张红指认,上述3人已放弃给毛毛治疗,不再支付任何费用。她认为,毛毛的病先后只花掉医疗费5万余元,而社会的捐款高达10万余元。她要求,丈夫等人应支付剩下的捐款,用来救治毛毛。
围绕捐款的数额和花销,双方在法庭上唇枪舌剑。在张红的律师出示了各个单位提供的捐款说明之后,公公婆婆也出示很多证据,包括给孩子看病时一家人在省城吃住开销的证明等。他们表示:并没有放弃给孩子治疗的想法,但是家里实在拿不出钱。至于卖房子给孩子做手术的事,他们却没有提及。
唇枪舌剑过后,诉讼最终有果。阜阳市颍州区人民法院经审理认为,3被告(张红的丈夫、公公、婆婆)收到的捐款、保险理赔款及因原告患病得到的救济款、领取的低保款等计9.7万元,扣除3被告为原告支付医疗费及杂项开支费用计6 万元,所剩款为3.7万元。3被告应将该款用在原告的治病上,其继续占有该款没有合法依据,属不当得利。现原告继续治疗急需该笔款项,要求3被告给付该款的请求,依法应予支持。
-- -- --
*任务要求*.
1. 重写原始文本中从"唇枪舌剑过后,诉讼最终有果。"到"付该款的请求,依法应予支持。"的部分,把其中的"阜阳市颍州区人民法院"改为"颍州区人民法院"。
2. 根据原始文本,法院认定3被告在扣除医疗费及杂项开支后所剩款项为多少?
-- -- --
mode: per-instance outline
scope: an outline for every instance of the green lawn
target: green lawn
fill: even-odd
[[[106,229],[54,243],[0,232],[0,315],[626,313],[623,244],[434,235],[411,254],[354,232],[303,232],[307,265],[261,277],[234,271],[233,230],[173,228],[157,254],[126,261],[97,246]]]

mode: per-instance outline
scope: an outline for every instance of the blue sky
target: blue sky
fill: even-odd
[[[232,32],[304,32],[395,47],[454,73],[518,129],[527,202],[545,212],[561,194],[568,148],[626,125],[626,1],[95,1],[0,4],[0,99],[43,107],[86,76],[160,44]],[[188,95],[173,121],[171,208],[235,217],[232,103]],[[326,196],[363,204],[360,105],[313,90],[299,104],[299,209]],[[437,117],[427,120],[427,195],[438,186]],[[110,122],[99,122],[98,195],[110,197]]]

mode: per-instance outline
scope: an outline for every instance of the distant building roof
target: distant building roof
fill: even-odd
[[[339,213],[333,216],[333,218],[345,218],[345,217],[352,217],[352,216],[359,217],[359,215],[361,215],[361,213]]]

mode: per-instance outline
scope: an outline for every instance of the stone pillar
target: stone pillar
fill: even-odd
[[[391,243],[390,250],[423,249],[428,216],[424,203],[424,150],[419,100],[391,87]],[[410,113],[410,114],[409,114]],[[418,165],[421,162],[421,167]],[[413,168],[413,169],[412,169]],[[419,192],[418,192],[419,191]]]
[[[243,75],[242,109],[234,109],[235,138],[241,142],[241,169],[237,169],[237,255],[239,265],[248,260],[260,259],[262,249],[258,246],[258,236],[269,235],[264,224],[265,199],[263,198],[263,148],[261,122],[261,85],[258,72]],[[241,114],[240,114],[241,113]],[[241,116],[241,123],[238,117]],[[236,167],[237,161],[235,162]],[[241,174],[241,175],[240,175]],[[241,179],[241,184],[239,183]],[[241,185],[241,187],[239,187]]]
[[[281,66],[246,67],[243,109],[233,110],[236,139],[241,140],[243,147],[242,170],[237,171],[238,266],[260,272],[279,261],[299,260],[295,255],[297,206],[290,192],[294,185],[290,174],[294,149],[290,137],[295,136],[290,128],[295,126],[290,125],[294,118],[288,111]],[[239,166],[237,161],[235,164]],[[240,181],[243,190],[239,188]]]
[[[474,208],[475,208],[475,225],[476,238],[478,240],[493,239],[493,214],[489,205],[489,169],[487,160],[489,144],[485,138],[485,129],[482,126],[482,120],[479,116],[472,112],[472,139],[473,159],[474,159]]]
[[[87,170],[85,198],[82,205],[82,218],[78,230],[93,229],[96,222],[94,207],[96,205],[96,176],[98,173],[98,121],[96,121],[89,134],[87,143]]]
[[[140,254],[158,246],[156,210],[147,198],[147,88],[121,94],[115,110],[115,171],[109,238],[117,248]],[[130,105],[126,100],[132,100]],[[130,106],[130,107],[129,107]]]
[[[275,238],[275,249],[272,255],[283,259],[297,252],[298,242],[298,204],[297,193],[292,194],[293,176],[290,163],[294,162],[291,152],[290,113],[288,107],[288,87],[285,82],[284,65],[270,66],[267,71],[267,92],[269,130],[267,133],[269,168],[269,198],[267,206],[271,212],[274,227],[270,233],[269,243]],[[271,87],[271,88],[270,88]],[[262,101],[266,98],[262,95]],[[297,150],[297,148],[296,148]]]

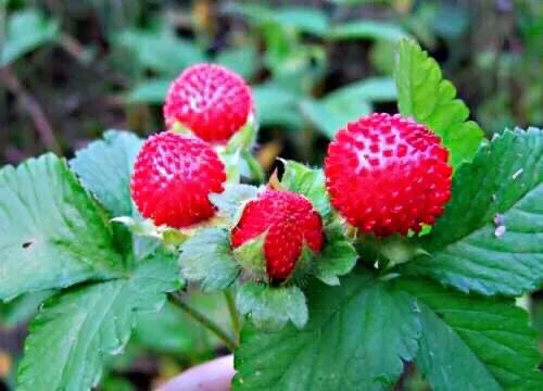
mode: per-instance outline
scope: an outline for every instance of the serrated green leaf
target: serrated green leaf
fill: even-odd
[[[300,328],[307,323],[307,305],[300,288],[245,282],[236,297],[238,311],[262,330],[277,331],[289,321]]]
[[[113,217],[132,215],[130,175],[141,143],[128,131],[108,130],[103,140],[91,142],[70,161],[81,184]]]
[[[0,171],[0,299],[118,276],[104,212],[52,154]]]
[[[414,300],[372,277],[351,274],[341,287],[313,281],[310,321],[266,333],[244,328],[236,351],[235,390],[388,390],[417,351]]]
[[[233,250],[236,261],[251,274],[258,278],[266,277],[266,256],[264,255],[264,240],[266,232],[248,240]]]
[[[226,184],[222,193],[210,194],[210,201],[218,210],[220,216],[236,222],[236,216],[242,210],[243,204],[256,198],[258,188],[251,185]]]
[[[456,99],[456,89],[443,79],[435,60],[415,41],[403,40],[394,77],[402,115],[427,125],[441,137],[451,152],[453,168],[471,161],[483,133],[475,122],[467,121],[468,108]]]
[[[220,228],[197,232],[181,245],[184,278],[199,281],[205,292],[228,288],[240,272],[230,250],[229,234]]]
[[[105,355],[127,343],[136,312],[156,312],[179,287],[172,256],[141,263],[126,279],[80,286],[51,298],[30,325],[17,390],[90,390]],[[54,365],[52,365],[54,364]]]
[[[54,293],[53,290],[22,294],[15,300],[0,303],[0,325],[12,328],[30,320],[39,305]]]
[[[305,195],[323,219],[330,215],[330,198],[326,191],[323,169],[310,168],[294,161],[283,161],[281,185],[290,191]]]
[[[56,21],[33,9],[13,12],[8,17],[5,39],[0,45],[0,66],[9,65],[41,45],[53,41],[59,33]]]
[[[333,26],[328,34],[333,40],[376,39],[399,41],[407,38],[407,33],[396,24],[378,21],[354,21]]]
[[[543,388],[535,332],[513,300],[466,295],[421,279],[397,285],[420,307],[416,362],[434,390]]]
[[[541,287],[542,200],[543,133],[506,130],[458,169],[444,215],[420,239],[430,256],[407,270],[483,294],[520,295]]]

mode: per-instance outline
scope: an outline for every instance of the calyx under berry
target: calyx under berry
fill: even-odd
[[[267,277],[286,280],[296,267],[305,245],[320,252],[323,222],[303,195],[266,189],[245,204],[231,232],[235,249],[251,241],[254,244],[255,240],[263,245]]]

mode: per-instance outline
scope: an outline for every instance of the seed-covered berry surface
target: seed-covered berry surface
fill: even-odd
[[[232,245],[238,248],[264,232],[266,269],[273,279],[286,279],[291,275],[304,243],[315,252],[323,248],[319,214],[307,199],[292,191],[267,189],[250,201],[232,230]]]
[[[325,160],[331,203],[363,232],[418,232],[451,199],[452,168],[439,137],[400,115],[371,114],[350,123]]]
[[[151,136],[136,159],[131,195],[143,217],[175,228],[215,214],[210,193],[223,191],[225,166],[206,142],[173,131]]]
[[[251,90],[233,72],[199,64],[185,70],[169,87],[164,118],[176,122],[209,142],[225,143],[253,111]]]

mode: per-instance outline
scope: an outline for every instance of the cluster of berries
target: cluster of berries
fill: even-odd
[[[169,130],[150,137],[136,160],[131,194],[141,215],[174,228],[213,217],[209,195],[220,193],[227,178],[216,150],[252,116],[251,90],[240,76],[209,64],[182,72],[164,105]],[[418,232],[451,198],[447,160],[440,139],[424,125],[371,114],[339,130],[329,144],[326,187],[333,207],[362,232]],[[312,203],[272,188],[245,204],[231,244],[238,248],[264,232],[266,272],[277,280],[291,276],[304,244],[318,253],[325,241]]]

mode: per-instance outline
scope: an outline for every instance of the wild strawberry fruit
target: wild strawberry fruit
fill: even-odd
[[[314,252],[323,248],[320,215],[304,197],[292,191],[267,189],[250,201],[233,228],[235,248],[266,232],[264,256],[272,279],[283,280],[294,270],[304,243]]]
[[[329,144],[326,186],[332,205],[361,231],[418,232],[451,198],[447,159],[426,126],[376,113],[350,123]]]
[[[143,217],[182,228],[215,214],[207,197],[222,192],[225,181],[225,166],[209,143],[164,131],[143,143],[134,166],[131,194]]]
[[[166,126],[176,122],[202,140],[225,143],[249,121],[253,98],[245,81],[219,65],[198,64],[172,84],[164,104]]]

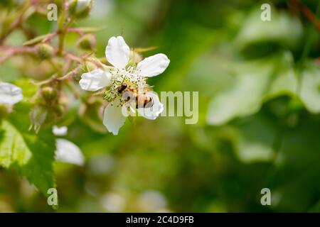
-- -- --
*参考答案*.
1.
唇枪舌剑过后,诉讼最终有果。颍州区人民法院经审理认为,3被告(张红的丈夫、公公、婆婆)收到的捐款、保险理赔款及因原告患病得到的救济款、领取的低保款等计9.7万元,扣除3被告为原告支付医疗费及杂项开支费用计6 万元,所剩款为3.7万元。3被告应将该款用在原告的治病上,其继续占有该款没有合法依据,属不当得利。现原告继续治疗急需该笔款项,要求3被告给付该款的请求,依法应予支持。

2. 3.7万元。